■ The task ■
According to the passage about the film The Rock, what rank does Harris's character hold?
## Begin Passage shown
Harris is talking about his plot to infiltrate Alcatraz, hold a bunch of tourists hostage, and then point rockets loaded with something called “deadly VX gas” at the city of San Francisco in order to leverage millions of dollars from the U.S. government. But he might as well be talking about the film itself. Or rather, he might as well be talking on its behalf, as if the movie itself were working him like a puppet to tell you, the innocent bystander, to wake up. Your thinking’s about to get elevated. Welcome to The Rock.
Harris plays a U.S. brigadier general, leading a team of domestic terrorists who feel they’ve been betrayed by their government. They see themselves as Patriots. When you see The Rock and you’re 10 years old, this all seems really heavy. “This what adult movies are like,” you tell yourself, and you feel like you’re getting away with something watching it, like the time your dad let you watch Terminator 2 when you were in grade two.
The thing that might make The Rock “brilliant” though—“brilliant” in that diabolical way, like brilliant in the way nicotine is brilliant—is how it flatters this sense of importance. And it manages to do so while also essentially being a cartoon, the next step towards Bay’s inevitable turn to the Transformers franchise, his definitive vehicle (pardon the pun) for brain-dead blockbusting. The Rock works diligently to elevate its exasperating pyrotechnics. Bay has never being able to nail high-mindedness, though. (Remember when the KKK raid scene at the top of Bad Boys II said absolutely about nothing contemporary race relations in America?) As a director and thinker of films, his trade isn’t elevation, but rather escalation—the one-upping his own explosions and car crashes and “pew pew pew” sound effects scene by scene, film by film.
## End Passage shown
## Begin Extracted entries
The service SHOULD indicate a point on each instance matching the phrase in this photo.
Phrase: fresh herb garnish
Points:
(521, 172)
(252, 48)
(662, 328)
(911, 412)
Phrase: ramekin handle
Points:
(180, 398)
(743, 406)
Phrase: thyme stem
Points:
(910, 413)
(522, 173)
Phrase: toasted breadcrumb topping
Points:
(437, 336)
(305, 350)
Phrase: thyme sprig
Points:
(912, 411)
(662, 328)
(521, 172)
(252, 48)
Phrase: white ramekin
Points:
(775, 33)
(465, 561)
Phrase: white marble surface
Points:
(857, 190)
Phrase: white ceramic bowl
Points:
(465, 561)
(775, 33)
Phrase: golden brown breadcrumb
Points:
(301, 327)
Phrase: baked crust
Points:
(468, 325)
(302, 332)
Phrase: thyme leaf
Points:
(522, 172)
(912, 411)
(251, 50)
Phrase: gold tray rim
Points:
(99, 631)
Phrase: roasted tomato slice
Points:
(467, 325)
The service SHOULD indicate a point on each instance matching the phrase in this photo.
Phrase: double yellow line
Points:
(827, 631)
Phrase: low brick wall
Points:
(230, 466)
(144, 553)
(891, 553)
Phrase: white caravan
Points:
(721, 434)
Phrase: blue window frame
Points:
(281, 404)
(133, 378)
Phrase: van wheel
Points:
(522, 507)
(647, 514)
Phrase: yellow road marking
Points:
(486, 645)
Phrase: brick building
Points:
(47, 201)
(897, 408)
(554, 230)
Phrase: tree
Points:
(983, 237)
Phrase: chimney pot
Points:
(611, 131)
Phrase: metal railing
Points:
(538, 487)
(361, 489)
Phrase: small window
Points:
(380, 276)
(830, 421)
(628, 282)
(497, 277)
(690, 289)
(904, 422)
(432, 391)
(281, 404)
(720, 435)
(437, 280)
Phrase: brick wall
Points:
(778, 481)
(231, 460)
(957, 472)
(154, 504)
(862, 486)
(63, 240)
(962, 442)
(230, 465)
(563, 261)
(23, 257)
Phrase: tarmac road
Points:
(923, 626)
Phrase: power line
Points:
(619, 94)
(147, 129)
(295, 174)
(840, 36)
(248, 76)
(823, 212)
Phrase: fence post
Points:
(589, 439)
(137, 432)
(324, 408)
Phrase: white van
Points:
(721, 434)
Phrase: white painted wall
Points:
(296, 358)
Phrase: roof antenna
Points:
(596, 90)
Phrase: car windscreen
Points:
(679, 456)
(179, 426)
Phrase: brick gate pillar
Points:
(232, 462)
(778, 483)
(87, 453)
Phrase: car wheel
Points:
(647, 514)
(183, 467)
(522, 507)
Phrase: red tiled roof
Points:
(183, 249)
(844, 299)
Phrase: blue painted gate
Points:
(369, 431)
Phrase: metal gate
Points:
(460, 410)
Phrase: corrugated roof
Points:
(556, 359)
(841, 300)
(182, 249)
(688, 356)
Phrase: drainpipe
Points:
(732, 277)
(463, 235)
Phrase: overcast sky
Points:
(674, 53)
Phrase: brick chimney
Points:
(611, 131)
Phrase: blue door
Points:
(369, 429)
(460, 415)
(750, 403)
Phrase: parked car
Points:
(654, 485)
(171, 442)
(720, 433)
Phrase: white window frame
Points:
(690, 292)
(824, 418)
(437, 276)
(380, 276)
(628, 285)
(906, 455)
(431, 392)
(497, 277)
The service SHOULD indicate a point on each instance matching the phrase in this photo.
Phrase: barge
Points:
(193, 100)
## End Extracted entries
■ Solution below ■
He plays a U.S. brigadier general.